Passage |
######
[CLN-list] pow() versus floating-point numbers

Alexei Sheplyakov alexei.sheplyakov at gmail.com
Fri Jan 14 19:04:32 CET 2011


Hello,

On Fri, Jan 14, 2011 at 09:40:23AM +0100, Franck Sabatié wrote:

> I have a hard time seeing how to best implement the following : I have a
> complicated equation of 4 variables that I need evaluated with a certain
> number of digits in precision (30 or so) :
> 
> dummy = (15/4)*(1/(pow(xi,5)*(1+i-k)*(2+i-k)*(3+i-k)*(4+i-k)*(5+i-k)))*(
> ( (3*pow(3+i-k,2)-(1+i-k)*(5+i-k))*pow(xi*xi-xb,2)
> -2*(2+i-k)*(4+i-k)*(1-xi*xi)*(xb*xb-xi*xi) ) * ( pow((xb+xi)/(1+xi),3+i-k)-
> pow((xb-xi)/(1-xi),3+i-k) ) +
> 6*(3+i-k)*xi*(1-xb)*(xi*xi-xb)*(pow((xb+xi)/(1+xi),3+i-k)+
> pow((xb-xi)/(1-xi),3+i-k)) );
> 
> 
> where the variables are i, k, xb and xi. Although most of the equation is
> relatively easy to implement in CLN, I have a hard time figuring out how to
> deal with the "pow".

Replace pow(xi, 5) with expt(xi, 5), and so on.

> There appears to be no such exponant function for floats ?

cl_R expt(const cl_R&, const cl_I&);
cl_N expt(const cl_N&, const cl_I&);
cl_N expt(const cl_N&, const cl_N&);

> Also, it is still unclear to me how to enter this equation painlessly
> into my code. Do I have to put cl_float(1,30) when I use 1 for
> instance? (same for other numbers).
######
Records provided |
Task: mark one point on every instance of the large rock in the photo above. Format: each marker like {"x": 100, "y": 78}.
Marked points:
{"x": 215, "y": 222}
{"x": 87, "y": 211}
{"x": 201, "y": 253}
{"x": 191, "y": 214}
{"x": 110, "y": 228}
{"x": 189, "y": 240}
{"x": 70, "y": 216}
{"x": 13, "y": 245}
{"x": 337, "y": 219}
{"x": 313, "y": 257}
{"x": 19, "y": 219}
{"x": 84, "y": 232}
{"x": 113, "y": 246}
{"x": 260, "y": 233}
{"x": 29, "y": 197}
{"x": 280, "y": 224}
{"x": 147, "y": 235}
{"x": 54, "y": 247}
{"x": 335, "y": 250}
######
What you will do |
A) In the mailing-list post about pow() and floating-point numbers, what does the reply say to use in place of pow(xi, 5)?
B) Reproduce the mailing-list post about pow() and floating-point numbers from "Replace pow(xi, 5)" up to and including "for other numbers).".
C) Write the next part of the mailing-list post about pow() and floating-point numbers, picking up after its last line.

Task results |
A) expt(xi, 5)

B)
Replace pow(xi, 5) with expt(xi, 5), and so on.

> There appears to be no such exponant function for floats ?

cl_R expt(const cl_R&, const cl_I&);
cl_N expt(const cl_N&, const cl_I&);
cl_N expt(const cl_N&, const cl_N&);

> Also, it is still unclear to me how to enter this equation painlessly
> into my code. Do I have to put cl_float(1,30) when I use 1 for
> instance? (same for other numbers).

C)
That depends. For instance, it's not necessary to convert (integer) exponents
to floating-point numbers. And it's necessary to do something about (15/4),
i.e. convert it either to floating-point number (cl_float(15, xi)/4),
or rational one (cl_RA(15)/4).

BTW, 30 in cl_float(1, 30) stands for the number of *binary* digits.
I guess this is not what you want. Perhaps you mean cl_float(1, xi),
that is, the floating-point number 1 of the same precision as xi.

> Should I evaluate this in floating precision or with "real numbers" ?

Either leave them as exact numbers (integers or rationals), or convert
them as 

cl_float(integer_coefficient, precision)

Converting to hardware double/float is pointless, as CLN will convert
the everything else in your equation to the same precision (this is
definitely NOT what you want).
Also, don't bother to convert integer exponents, leave them as is.
For instance,

cl_R dummy(const cl_F& xi, int i, int k)
{
	cl_R ret = cl_float(15, xi)/4*(expt(xi, 5)*cl_I(1 + i - k)*cl_I(2 + i - k));
	return ret;
}

> And finally how do I evaluate expressions such as (something)^(something else)
> with the (something else) NOT being an
> integer.

Use the expt function.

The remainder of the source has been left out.